WRITTEN EXERCISE:
Count the lines in the entries below that contain the word "forest", and give only that number.

(Excerpts of location labeling data)
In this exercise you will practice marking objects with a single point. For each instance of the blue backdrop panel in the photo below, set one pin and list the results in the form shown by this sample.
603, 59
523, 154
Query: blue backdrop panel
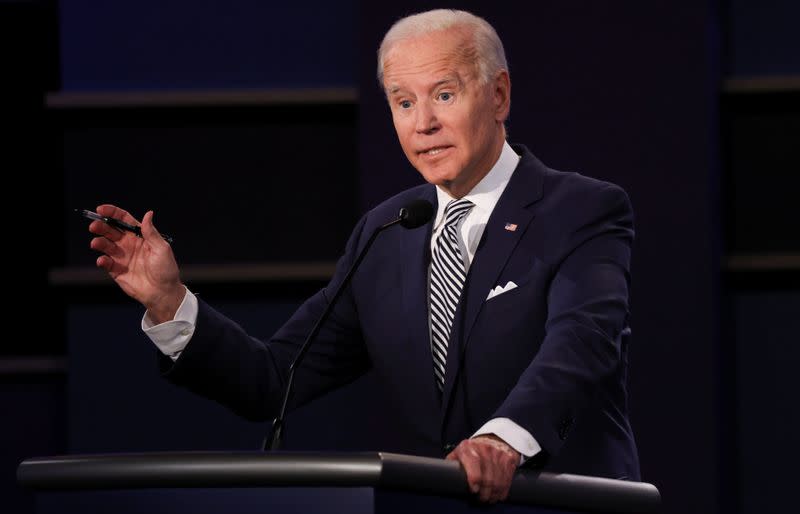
768, 416
154, 44
763, 37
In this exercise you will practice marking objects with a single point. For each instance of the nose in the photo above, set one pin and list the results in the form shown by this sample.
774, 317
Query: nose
426, 122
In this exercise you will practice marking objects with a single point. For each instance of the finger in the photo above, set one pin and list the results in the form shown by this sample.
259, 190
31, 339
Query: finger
112, 211
101, 244
105, 230
114, 268
149, 232
472, 465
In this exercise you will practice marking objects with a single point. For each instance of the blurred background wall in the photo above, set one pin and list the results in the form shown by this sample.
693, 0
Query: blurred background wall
230, 118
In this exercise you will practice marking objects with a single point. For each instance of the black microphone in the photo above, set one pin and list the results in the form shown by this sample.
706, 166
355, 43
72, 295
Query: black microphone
415, 214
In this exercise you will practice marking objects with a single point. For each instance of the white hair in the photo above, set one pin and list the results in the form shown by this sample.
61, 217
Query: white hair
490, 57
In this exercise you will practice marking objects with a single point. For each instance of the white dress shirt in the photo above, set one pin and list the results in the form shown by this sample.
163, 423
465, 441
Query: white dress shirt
171, 337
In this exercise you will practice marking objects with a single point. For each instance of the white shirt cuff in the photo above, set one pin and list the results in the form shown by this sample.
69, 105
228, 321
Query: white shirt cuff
514, 435
171, 337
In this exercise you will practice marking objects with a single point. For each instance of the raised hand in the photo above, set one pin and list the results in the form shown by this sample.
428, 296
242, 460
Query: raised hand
144, 267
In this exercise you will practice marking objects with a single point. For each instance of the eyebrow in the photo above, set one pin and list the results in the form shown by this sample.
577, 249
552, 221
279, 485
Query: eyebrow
394, 89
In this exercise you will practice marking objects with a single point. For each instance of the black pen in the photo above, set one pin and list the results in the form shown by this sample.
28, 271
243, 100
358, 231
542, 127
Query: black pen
118, 224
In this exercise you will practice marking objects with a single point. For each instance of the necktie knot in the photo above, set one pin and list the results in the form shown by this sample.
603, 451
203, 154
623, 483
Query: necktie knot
456, 210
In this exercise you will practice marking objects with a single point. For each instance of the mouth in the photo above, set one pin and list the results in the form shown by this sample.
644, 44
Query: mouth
433, 151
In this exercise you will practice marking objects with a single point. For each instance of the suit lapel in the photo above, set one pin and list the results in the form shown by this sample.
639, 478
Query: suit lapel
496, 246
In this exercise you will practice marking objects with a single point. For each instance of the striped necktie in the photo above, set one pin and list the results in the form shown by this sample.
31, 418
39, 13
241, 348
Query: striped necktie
447, 280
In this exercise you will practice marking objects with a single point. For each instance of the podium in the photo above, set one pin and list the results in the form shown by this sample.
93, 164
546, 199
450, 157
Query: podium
359, 483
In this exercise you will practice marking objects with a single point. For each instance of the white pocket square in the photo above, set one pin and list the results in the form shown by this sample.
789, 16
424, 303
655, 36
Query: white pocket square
501, 289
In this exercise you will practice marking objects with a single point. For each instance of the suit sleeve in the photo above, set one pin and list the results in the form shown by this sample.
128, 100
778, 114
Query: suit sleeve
587, 304
223, 363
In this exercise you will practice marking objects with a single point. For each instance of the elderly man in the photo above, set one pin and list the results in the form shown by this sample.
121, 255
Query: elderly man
500, 329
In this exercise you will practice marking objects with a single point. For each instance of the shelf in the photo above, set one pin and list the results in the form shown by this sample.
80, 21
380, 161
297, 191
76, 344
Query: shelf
42, 365
765, 84
209, 274
199, 98
763, 262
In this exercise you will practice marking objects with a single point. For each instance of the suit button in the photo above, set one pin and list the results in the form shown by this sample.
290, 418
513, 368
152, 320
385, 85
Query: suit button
564, 427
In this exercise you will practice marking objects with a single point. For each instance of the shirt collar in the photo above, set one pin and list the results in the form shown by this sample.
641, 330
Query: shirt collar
487, 192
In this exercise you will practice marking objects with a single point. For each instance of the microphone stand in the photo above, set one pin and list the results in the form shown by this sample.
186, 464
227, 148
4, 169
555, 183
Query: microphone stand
274, 441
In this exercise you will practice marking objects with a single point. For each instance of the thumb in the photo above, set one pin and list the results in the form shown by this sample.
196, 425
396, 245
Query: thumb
149, 232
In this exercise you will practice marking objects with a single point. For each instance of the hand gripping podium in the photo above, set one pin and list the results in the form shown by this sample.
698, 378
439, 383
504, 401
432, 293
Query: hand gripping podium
357, 483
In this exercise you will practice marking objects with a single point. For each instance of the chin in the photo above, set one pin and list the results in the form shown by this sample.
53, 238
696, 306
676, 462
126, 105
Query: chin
438, 177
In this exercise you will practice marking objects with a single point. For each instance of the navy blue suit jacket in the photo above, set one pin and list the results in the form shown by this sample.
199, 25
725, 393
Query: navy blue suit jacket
551, 354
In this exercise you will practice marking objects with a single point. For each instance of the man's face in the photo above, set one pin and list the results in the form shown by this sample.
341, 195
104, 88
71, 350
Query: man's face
449, 124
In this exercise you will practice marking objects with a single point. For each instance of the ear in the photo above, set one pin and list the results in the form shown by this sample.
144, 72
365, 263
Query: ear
501, 95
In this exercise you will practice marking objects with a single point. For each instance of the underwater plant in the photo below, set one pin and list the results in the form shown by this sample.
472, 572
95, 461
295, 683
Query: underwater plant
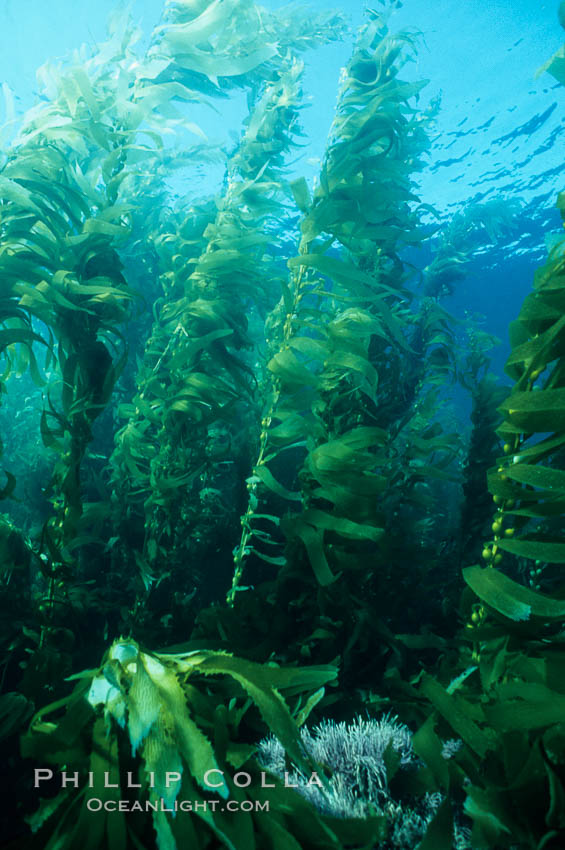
261, 470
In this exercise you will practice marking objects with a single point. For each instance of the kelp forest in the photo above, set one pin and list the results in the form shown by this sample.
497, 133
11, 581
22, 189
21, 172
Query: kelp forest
260, 590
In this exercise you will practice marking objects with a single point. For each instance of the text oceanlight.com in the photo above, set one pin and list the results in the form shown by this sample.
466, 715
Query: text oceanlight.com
95, 804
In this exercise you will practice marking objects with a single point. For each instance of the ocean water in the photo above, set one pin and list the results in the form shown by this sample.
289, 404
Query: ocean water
255, 437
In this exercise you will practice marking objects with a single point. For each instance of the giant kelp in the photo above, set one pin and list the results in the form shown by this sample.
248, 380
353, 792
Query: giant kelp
335, 416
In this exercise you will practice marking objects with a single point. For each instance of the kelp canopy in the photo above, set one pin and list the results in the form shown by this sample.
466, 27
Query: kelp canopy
253, 469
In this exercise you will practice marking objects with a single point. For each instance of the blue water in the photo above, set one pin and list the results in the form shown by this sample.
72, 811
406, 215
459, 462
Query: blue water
497, 136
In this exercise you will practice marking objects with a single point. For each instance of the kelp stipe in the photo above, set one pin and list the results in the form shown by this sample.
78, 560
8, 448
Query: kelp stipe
319, 337
507, 702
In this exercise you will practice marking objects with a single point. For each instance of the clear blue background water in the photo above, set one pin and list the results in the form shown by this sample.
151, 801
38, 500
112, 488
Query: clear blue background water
499, 133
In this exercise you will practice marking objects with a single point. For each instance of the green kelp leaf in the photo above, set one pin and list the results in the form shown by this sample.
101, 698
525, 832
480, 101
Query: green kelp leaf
290, 371
555, 816
17, 194
428, 747
543, 410
555, 66
268, 700
439, 834
301, 194
9, 336
345, 273
10, 486
345, 527
269, 480
480, 806
458, 714
537, 476
537, 550
513, 715
214, 65
510, 598
313, 539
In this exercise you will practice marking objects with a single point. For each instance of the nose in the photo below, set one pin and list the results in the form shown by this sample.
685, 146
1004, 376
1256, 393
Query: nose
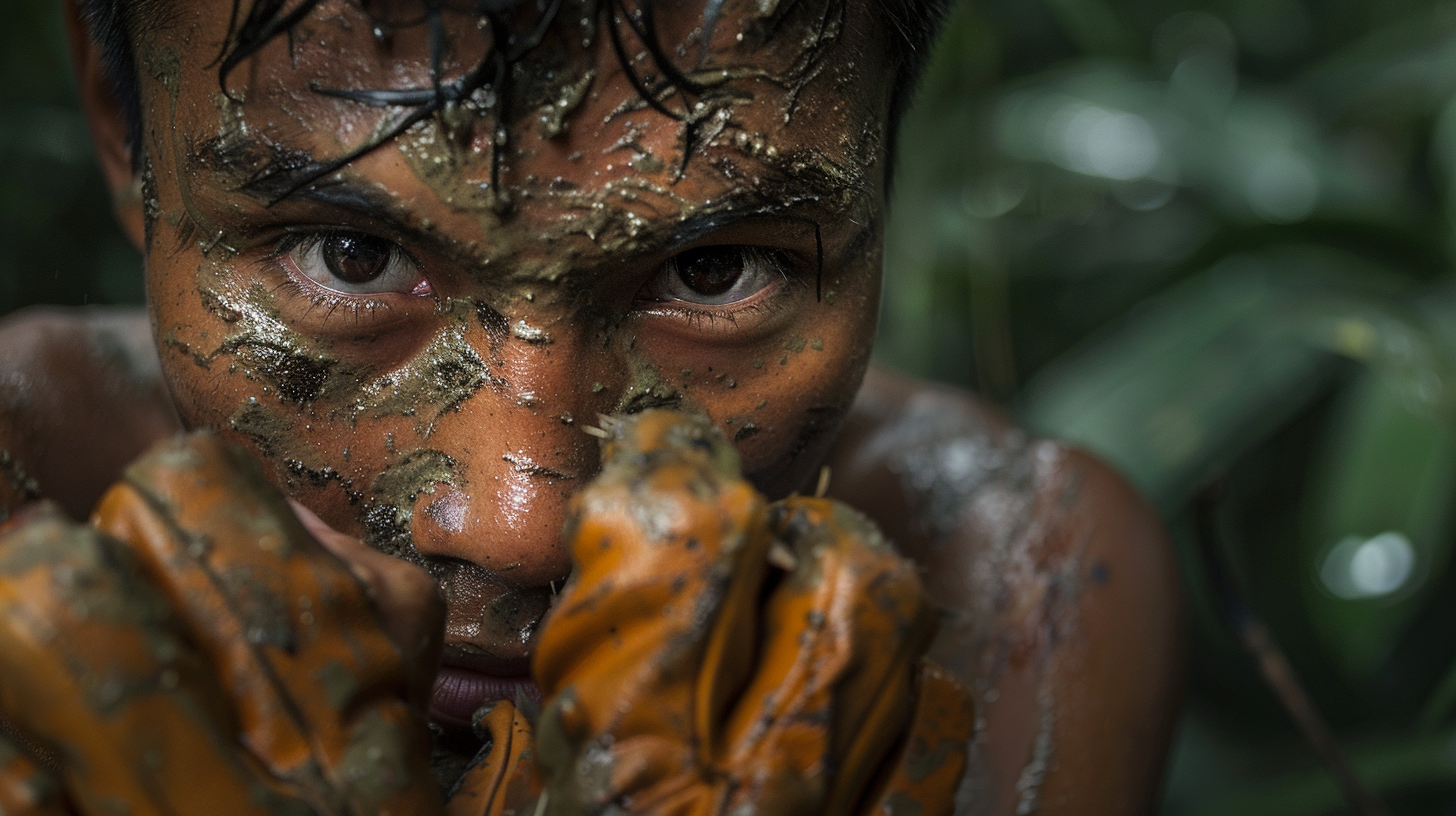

COMPLETED TASK:
2